====== Information provided

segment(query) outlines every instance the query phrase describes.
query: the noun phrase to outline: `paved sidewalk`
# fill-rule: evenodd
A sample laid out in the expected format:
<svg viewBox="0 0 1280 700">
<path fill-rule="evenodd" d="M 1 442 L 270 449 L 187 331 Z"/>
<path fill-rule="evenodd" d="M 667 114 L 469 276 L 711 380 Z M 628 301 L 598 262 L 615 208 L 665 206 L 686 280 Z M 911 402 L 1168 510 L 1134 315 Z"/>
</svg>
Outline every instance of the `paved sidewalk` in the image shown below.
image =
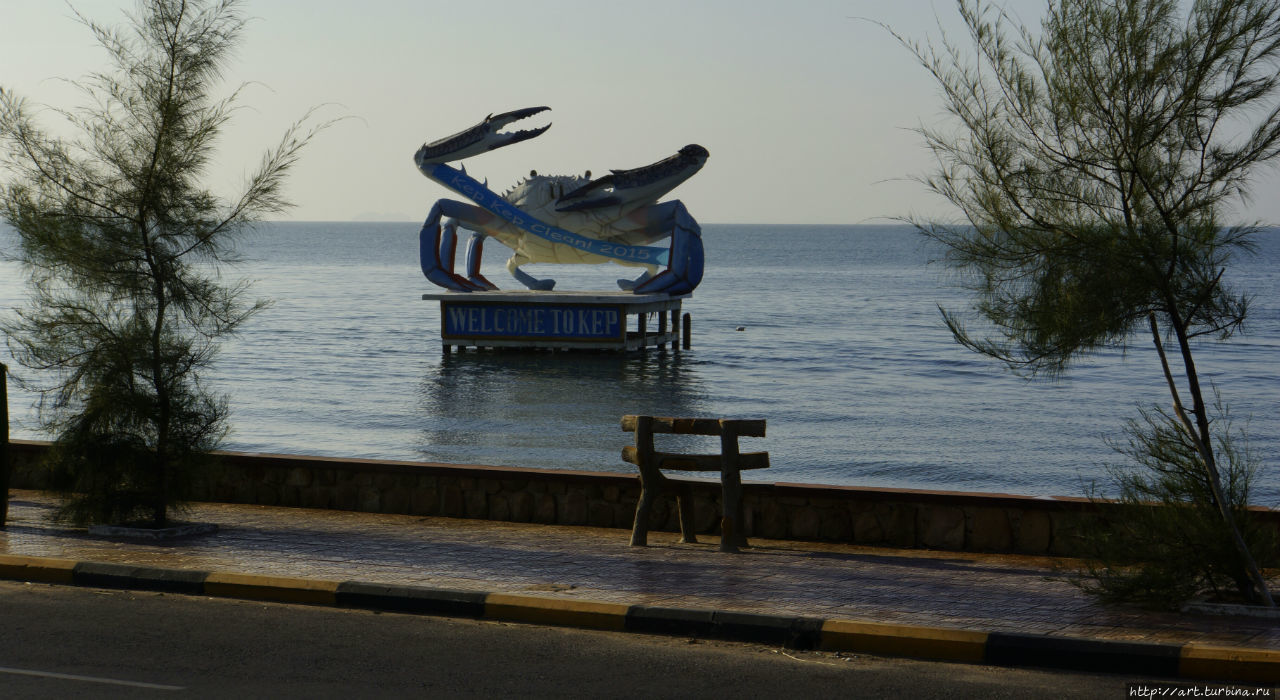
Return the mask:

============
====== Information provided

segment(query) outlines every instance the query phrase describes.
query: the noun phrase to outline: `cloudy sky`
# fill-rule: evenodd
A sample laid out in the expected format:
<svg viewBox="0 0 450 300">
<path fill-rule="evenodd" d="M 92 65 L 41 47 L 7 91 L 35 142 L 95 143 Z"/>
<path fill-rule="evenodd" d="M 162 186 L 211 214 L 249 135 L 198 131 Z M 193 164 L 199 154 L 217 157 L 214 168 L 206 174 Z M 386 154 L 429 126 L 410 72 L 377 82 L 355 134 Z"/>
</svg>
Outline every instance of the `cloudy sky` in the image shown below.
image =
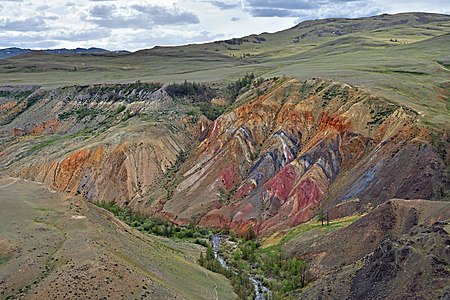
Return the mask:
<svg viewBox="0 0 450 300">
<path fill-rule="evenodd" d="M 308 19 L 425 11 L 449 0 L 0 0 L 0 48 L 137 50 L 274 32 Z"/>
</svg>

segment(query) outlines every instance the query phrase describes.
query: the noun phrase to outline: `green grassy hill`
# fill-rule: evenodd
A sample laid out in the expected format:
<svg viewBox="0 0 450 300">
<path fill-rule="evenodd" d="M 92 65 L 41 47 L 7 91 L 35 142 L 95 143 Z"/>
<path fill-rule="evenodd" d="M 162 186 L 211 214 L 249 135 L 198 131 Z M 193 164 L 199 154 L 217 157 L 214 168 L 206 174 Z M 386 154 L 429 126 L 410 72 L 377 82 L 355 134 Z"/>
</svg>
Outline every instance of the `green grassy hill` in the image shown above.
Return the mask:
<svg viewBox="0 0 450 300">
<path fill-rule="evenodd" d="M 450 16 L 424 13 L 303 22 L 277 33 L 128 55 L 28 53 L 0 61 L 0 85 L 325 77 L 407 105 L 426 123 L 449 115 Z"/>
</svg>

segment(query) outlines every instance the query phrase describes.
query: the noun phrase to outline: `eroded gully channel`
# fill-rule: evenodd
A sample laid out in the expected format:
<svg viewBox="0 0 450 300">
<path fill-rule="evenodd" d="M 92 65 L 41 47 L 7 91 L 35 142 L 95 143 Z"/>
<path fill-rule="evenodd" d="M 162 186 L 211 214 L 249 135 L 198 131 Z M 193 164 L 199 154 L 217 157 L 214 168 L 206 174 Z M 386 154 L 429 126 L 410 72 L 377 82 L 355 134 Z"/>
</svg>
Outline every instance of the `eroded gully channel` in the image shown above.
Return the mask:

============

◆ **Problem**: How many lines of the material above contain the string "below", with case counting? Reply with the number only.

◆ **Task result**: 2